*TO DO:*
Copy out exactly the lines running from the one with "of pumpkin pie" through the final line, both ends included, and nothing else. Pictures stay out of the copy.

=-=-=-=-=

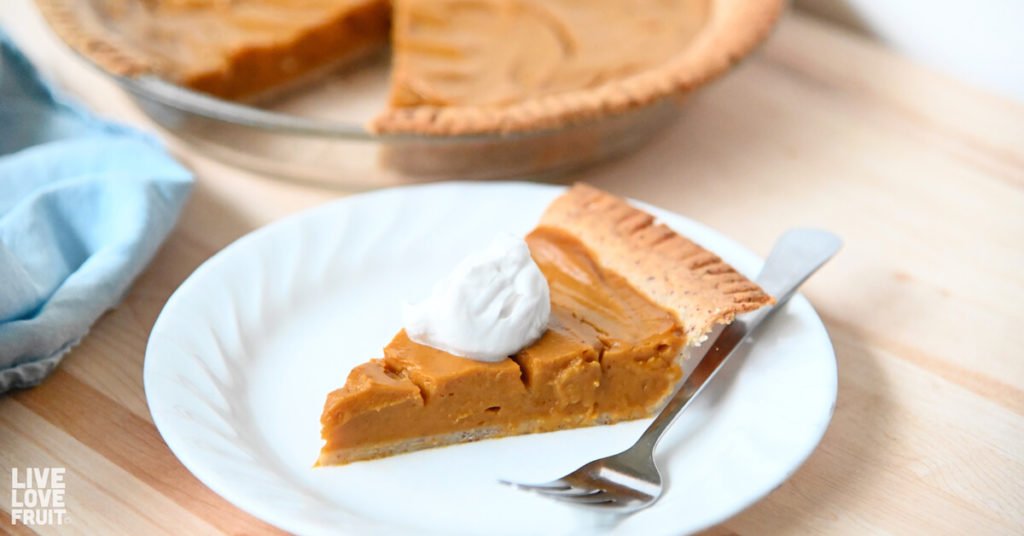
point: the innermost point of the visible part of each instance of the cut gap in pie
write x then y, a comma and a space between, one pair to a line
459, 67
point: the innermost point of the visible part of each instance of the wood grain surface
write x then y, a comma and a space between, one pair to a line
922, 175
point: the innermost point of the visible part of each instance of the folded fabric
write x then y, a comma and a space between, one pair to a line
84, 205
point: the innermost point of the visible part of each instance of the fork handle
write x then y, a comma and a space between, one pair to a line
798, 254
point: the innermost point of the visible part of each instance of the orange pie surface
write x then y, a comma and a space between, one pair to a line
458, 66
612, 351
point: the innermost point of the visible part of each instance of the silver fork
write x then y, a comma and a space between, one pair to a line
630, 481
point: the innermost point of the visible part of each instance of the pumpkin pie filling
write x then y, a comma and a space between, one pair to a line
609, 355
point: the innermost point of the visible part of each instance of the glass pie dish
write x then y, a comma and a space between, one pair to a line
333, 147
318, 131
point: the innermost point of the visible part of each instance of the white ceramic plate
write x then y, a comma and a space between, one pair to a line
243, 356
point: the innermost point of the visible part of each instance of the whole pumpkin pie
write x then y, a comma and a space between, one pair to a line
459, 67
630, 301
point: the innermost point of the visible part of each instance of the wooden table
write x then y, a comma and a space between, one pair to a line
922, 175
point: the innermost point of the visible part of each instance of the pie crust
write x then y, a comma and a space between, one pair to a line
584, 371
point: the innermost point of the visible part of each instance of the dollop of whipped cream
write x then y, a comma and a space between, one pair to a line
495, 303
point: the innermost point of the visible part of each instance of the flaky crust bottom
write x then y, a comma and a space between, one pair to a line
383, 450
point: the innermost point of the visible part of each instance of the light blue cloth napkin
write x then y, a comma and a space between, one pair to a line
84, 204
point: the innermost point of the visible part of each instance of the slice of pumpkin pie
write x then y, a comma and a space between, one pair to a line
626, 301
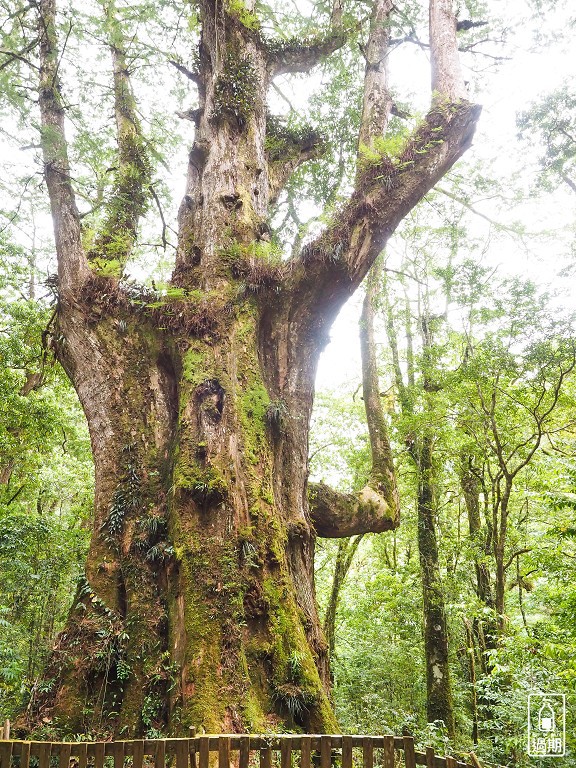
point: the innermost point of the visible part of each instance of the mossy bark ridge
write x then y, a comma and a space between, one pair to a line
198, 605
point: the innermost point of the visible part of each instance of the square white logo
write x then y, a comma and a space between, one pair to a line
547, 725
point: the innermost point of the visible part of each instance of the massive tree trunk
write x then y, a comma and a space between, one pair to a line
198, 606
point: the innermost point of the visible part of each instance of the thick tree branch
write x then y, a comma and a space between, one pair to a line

=-=-=-=-=

*TASK SOLUTION:*
point: the innermost point of the visible part of each instance of the slice of pumpkin pie
write x then y, a comma and a space between, one pair to a line
626, 301
point: the innermost point of the visible part of each instance of the mossy bark ridge
write x then y, a comma and a space between, one pair to a line
198, 605
point: the innermost point of the visible part of each instance of the square white logo
write x then y, a comma and a space between, one pair to a line
547, 725
point: the innermost point of the visible part of each instance of the massive tree trunk
write x then y, a comma and a space between, one pair to a line
198, 606
point: the innermost point of the visible part of each instance of the thick tree branch
write x then y, a comma and a space between, one pair to a line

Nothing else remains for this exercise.